TEXT =
Inside Story

No steady ground

CINEMA | Sylvia Lawson reviews Winter’s Bone, The Social Network and Genius Within

Sylvia Lawson 18 November 2010 1099 words

Jennifer Lawrence as Ree in Winter’s Bone. Sebastian Mlynarski



IT’S ONLY by the flukes of the global distribution networks that two such radically different American works as Winter’s Bone and The Social Network happen to hit the circuits at the same time, but they present a contrast worth thinking about; and thought is provoked because, in utterly different ways, they’re two very fine films, each fully developed in its own terms. Winter’s Bone creates a very poor, forest-bound community in the Ozarks of Missouri, and for its treatment of the ignorance and brutality that pervade the place you might want to call it Daughter of Deliverance. In a stunningly intelligent performance, Jennifer Lawrence gives us Ree, a seventeen-year-old toughened by struggle. She’s caring for two much younger siblings, a mother in total retreat with dementia, and one friend, a teenage mother. They have nothing but their decrepit timber house; if the absent father can’t be found to face court, they could lose even that. The neighbours are feckless, caught up in drug-dealing – everyone’s cooking methamphetamine; hard-bitten women protect their men; moments of grudging kindness alternate with violence. The uncle called Teardrop – splendidly played by John Hawkes – cares about the kids, but he’s an ambiguous presence; he’s on the meth himself.

WRITTEN INSTRUCTION 1 =
Answer these from the film review:
(a) How old is Ree?
(b) Who plays the uncle called Teardrop?
(c) In which state is the Ozarks community set?
The film review and the records are unrelated material.

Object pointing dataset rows

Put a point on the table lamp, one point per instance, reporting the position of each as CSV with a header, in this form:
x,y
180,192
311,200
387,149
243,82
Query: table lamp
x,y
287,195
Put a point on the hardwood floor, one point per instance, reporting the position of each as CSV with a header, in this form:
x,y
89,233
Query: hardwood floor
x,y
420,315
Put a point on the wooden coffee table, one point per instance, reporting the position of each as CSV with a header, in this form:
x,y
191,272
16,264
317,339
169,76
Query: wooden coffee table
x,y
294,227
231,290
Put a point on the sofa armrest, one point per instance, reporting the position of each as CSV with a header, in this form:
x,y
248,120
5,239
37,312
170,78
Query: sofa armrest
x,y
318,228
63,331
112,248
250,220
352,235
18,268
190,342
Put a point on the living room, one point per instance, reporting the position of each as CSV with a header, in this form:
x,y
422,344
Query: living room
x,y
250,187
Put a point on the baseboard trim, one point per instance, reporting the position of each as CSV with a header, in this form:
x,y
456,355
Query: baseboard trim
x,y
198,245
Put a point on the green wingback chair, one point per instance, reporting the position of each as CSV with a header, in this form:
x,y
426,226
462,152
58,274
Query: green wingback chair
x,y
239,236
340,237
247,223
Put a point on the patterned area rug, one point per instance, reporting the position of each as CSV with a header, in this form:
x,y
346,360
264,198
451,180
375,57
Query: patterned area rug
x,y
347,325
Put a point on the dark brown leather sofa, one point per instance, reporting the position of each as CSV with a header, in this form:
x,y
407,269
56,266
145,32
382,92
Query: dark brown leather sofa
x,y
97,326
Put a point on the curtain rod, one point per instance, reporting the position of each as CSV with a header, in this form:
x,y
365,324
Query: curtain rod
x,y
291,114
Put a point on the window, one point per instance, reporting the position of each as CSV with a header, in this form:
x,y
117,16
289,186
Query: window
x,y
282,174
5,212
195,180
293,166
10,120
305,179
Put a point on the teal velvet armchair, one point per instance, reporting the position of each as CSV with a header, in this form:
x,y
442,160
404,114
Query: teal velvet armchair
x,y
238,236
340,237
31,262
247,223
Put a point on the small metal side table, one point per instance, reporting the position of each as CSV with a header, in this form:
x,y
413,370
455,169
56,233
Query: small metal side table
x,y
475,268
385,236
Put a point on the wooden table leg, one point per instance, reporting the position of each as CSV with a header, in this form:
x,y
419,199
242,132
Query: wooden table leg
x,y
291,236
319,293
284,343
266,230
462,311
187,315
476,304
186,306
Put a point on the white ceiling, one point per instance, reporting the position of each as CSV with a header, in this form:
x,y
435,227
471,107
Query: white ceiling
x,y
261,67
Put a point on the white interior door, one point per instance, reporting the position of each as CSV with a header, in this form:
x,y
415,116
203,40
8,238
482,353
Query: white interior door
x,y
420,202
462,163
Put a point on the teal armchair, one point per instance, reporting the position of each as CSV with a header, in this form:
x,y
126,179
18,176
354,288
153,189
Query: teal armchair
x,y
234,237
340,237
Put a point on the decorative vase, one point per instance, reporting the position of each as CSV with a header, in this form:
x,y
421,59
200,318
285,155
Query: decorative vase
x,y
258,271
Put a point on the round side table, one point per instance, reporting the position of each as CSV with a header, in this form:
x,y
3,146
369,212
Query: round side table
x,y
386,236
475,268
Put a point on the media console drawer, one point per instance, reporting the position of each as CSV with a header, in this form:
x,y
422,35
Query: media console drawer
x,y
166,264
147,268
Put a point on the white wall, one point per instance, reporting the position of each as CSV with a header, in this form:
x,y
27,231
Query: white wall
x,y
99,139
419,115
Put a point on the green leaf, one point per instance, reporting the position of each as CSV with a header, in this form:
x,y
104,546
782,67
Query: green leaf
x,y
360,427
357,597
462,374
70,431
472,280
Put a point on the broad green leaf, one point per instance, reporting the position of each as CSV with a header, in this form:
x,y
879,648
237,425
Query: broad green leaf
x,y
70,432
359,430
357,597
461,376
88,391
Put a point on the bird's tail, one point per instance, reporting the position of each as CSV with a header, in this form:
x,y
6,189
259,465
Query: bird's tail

WRITTEN INSTRUCTION 2 =
Arrange the records as a Markdown table with the columns Number and Record line, starting at the line that contains "Put a point on the decorative" and ending at the last line of the records. Give each line of the records its own row, leave out blank lines, and include nothing else.

TASK SOLUTION 1 =
(a) Seventeen
(b) John Hawkes
(c) Missouri

TASK SOLUTION 2 =
| Number | Record line |
|---|---|
| 1 | Put a point on the decorative vase, one point per instance, reporting the position of each as CSV with a header, in this form: |
| 2 | x,y |
| 3 | 421,59 |
| 4 | 200,318 |
| 5 | 285,155 |
| 6 | Query: decorative vase |
| 7 | x,y |
| 8 | 258,271 |
| 9 | Put a point on the round side table, one point per instance, reporting the position of each as CSV with a header, in this form: |
| 10 | x,y |
| 11 | 3,146 |
| 12 | 369,212 |
| 13 | Query: round side table |
| 14 | x,y |
| 15 | 386,236 |
| 16 | 475,268 |
| 17 | Put a point on the media console drawer, one point per instance, reporting the position of each as CSV with a header, in this form: |
| 18 | x,y |
| 19 | 422,35 |
| 20 | Query: media console drawer |
| 21 | x,y |
| 22 | 166,264 |
| 23 | 147,268 |
| 24 | Put a point on the white wall, one point per instance, reporting the position of each as CSV with a header, in this form: |
| 25 | x,y |
| 26 | 27,231 |
| 27 | Query: white wall |
| 28 | x,y |
| 29 | 99,139 |
| 30 | 419,115 |
| 31 | Put a point on the green leaf, one point per instance, reporting the position of each as CSV with a header, in this form: |
| 32 | x,y |
| 33 | 104,546 |
| 34 | 782,67 |
| 35 | Query: green leaf |
| 36 | x,y |
| 37 | 360,427 |
| 38 | 357,597 |
| 39 | 462,374 |
| 40 | 70,431 |
| 41 | 472,280 |
| 42 | Put a point on the broad green leaf, one point per instance, reporting the position of each as CSV with a header, in this form: |
| 43 | x,y |
| 44 | 879,648 |
| 45 | 237,425 |
| 46 | Query: broad green leaf |
| 47 | x,y |
| 48 | 70,432 |
| 49 | 359,430 |
| 50 | 357,597 |
| 51 | 461,376 |
| 52 | 88,391 |
| 53 | Put a point on the bird's tail, one point per instance, reporting the position of each as CSV with a header, in this form: |
| 54 | x,y |
| 55 | 6,189 |
| 56 | 259,465 |
| 57 | Query: bird's tail |